PROBLEM DESCRIPTION
Copy every one of the entries below word for word, leaving out the pictures.
+ + + +
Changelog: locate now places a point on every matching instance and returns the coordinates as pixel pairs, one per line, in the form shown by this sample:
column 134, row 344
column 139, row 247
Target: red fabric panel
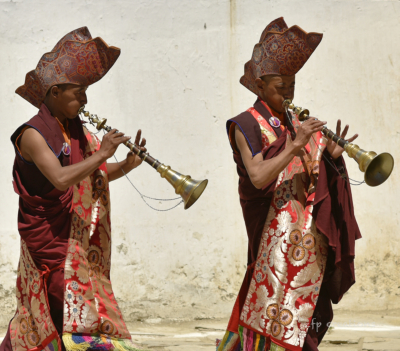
column 334, row 217
column 44, row 220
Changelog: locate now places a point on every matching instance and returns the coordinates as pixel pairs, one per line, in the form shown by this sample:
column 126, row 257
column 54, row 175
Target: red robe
column 333, row 214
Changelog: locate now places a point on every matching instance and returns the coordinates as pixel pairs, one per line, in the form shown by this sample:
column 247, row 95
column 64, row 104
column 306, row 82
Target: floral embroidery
column 291, row 258
column 89, row 304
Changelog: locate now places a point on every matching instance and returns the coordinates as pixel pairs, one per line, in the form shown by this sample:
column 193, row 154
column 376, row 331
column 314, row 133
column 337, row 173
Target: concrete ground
column 349, row 332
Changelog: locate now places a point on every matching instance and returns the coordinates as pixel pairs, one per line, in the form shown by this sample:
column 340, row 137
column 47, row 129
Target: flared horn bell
column 189, row 189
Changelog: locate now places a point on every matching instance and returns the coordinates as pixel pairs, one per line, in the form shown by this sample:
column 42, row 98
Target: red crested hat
column 76, row 59
column 281, row 51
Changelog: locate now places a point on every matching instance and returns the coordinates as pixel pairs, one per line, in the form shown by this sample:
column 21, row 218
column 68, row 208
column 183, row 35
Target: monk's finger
column 345, row 130
column 338, row 127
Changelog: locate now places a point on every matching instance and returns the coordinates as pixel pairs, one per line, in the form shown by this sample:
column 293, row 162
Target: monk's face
column 275, row 89
column 67, row 99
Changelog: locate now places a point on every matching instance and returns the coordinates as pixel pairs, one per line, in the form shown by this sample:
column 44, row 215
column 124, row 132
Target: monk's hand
column 334, row 149
column 132, row 159
column 306, row 130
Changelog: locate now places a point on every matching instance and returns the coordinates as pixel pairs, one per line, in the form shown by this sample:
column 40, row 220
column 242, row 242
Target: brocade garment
column 63, row 281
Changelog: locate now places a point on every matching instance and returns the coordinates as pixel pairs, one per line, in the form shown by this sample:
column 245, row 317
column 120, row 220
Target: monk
column 296, row 205
column 64, row 294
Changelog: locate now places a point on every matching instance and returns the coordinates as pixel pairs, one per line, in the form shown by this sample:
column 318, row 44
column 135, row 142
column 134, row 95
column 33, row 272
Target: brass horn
column 377, row 168
column 189, row 189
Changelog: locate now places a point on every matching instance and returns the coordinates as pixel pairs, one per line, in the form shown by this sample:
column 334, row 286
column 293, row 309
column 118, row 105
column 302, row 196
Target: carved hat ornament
column 76, row 59
column 281, row 51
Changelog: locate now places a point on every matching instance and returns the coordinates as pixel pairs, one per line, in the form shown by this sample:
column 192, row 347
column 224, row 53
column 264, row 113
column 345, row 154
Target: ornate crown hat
column 281, row 51
column 76, row 59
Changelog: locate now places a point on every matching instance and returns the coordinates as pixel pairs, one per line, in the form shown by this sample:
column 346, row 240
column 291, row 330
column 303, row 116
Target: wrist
column 294, row 148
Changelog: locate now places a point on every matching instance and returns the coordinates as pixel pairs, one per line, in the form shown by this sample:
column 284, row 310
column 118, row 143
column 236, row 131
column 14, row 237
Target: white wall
column 177, row 80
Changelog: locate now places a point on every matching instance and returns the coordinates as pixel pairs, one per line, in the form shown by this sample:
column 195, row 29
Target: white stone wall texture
column 178, row 80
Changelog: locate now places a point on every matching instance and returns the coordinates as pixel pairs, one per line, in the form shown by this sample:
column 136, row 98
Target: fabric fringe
column 52, row 346
column 230, row 342
column 246, row 340
column 96, row 342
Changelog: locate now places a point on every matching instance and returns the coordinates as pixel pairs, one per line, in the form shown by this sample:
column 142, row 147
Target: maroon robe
column 333, row 214
column 44, row 212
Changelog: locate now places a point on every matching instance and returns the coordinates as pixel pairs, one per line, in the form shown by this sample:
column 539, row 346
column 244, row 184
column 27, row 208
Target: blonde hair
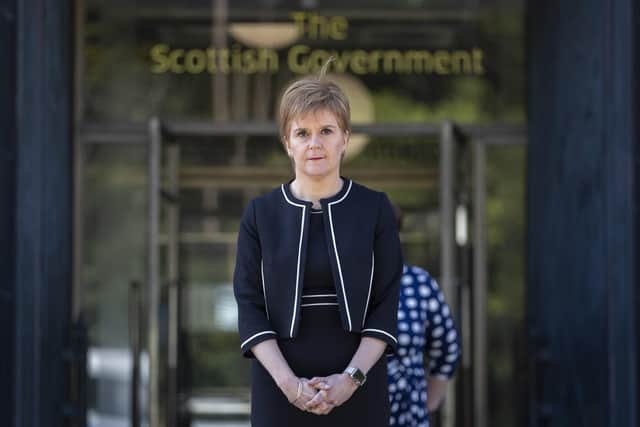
+ + + +
ANSWER BELOW
Changelog: locate now places a point on every matching instance and returns the coordinates as pixel pairs, one per line, in the form shown by this sample:
column 134, row 344
column 139, row 247
Target: red fabric panel
column 334, row 217
column 44, row 220
Changelog: locate now places a point on every matching instance and returns the coordinates as pixel pairs, one per line, in the form shown by this sample:
column 126, row 257
column 54, row 175
Target: red robe
column 333, row 214
Changelog: locate now places a point on every matching instance and returns the coordinates as pixel pairs, one per line, in the form shown by this sample:
column 247, row 95
column 64, row 104
column 306, row 82
Target: floral embroidery
column 291, row 258
column 89, row 304
Changelog: locate now places a point on every matching instance and returns the coordinates as pixel pairs, one per line, in the form shown by this sample:
column 193, row 154
column 376, row 331
column 314, row 133
column 337, row 173
Target: concrete ground
column 349, row 332
Changelog: locate now places a point on every matching instance and returns the coordinates as pixel pairs, one per line, in the form shown by this sample:
column 340, row 137
column 47, row 129
Target: flared horn bell
column 189, row 189
Changelog: locate now places a point on every matching instance and returns the coordinates as pixel pairs, one per line, in the form shown by this sample:
column 42, row 98
Target: red crested hat
column 76, row 59
column 281, row 51
Changelog: locate now places a point on every matching instance and returns the coordinates as pixel pairs, one per line, in the form shown by this sample:
column 21, row 218
column 68, row 208
column 183, row 35
Target: monk's finger
column 345, row 130
column 338, row 127
Changelog: locate now places a point on every matching instance and returns the coordinates as pixel pairs, one per line, in the form shown by this sample:
column 293, row 162
Target: monk's face
column 275, row 89
column 67, row 99
Changelog: locate now places a point on every matching instance and returns the coordinates as pixel pairs, one per line, in the form shown by this sample:
column 44, row 215
column 124, row 132
Target: monk's hand
column 334, row 149
column 132, row 159
column 306, row 130
Changelog: locate now places a point on every matching instance and returns the coordinates as pixel pairs, one per line, in the form shown by this sample:
column 40, row 220
column 242, row 242
Target: brocade garment
column 63, row 281
Changelog: locate now places a point on every matching instance and returns the coordinates as pixel pairs, one per line, in the form shown by this sample:
column 245, row 317
column 120, row 220
Target: monk
column 296, row 205
column 64, row 294
Changelog: locate now places a point on every matching instance and returns the coordinates as pixel pairs, one per line, in the form shown by this sample:
column 318, row 44
column 135, row 142
column 134, row 95
column 33, row 272
Target: brass horn
column 377, row 168
column 189, row 189
Changelog: locate now places a point on every matching instance and returns the coordinates as pixel pairs, one per line, in the form shown by this sample:
column 334, row 286
column 293, row 309
column 118, row 105
column 302, row 196
Target: carved hat ornament
column 76, row 59
column 281, row 51
Changelog: locate now places a point on every matching instance and returns the coordinates as pixel pairs, one per line, in the form shown by this sample:
column 192, row 347
column 224, row 53
column 264, row 113
column 345, row 154
Target: ornate crown hat
column 281, row 51
column 76, row 59
Changelog: locate now places a point on every matching instance and returns the coordinates as pixel pairs, one per line, in the form shown by this sample:
column 346, row 240
column 291, row 330
column 303, row 116
Target: wrist
column 294, row 148
Changelog: locate now places a point on every matching instance and returns the coordinates as pixel pairs, one per line, in the form shown by this sample:
column 284, row 310
column 118, row 143
column 236, row 131
column 14, row 237
Target: white wall
column 177, row 80
Changelog: locate now places a point on every matching instance and returns the coordinates as pixel pairs, one per line, in the form shown by this sample:
column 195, row 29
Target: white stone wall texture
column 178, row 80
Changelog: locate now places a point on every matching instance and returns the coordinates as pixel pairs, one per line, in the form shown by this sample:
column 136, row 98
Target: fabric fringe
column 52, row 346
column 230, row 342
column 246, row 340
column 96, row 342
Changelog: locate now places a point on every matching instance and returns the coordinates as pixel pairs, one per line, in the form shown by this sample:
column 142, row 147
Target: maroon robe
column 333, row 214
column 44, row 212
Changelog: locate now places a point on every matching instance and returns the coordinates as pixel pairs, one per line, in the form shown by this sample:
column 539, row 346
column 244, row 184
column 27, row 208
Target: blonde hair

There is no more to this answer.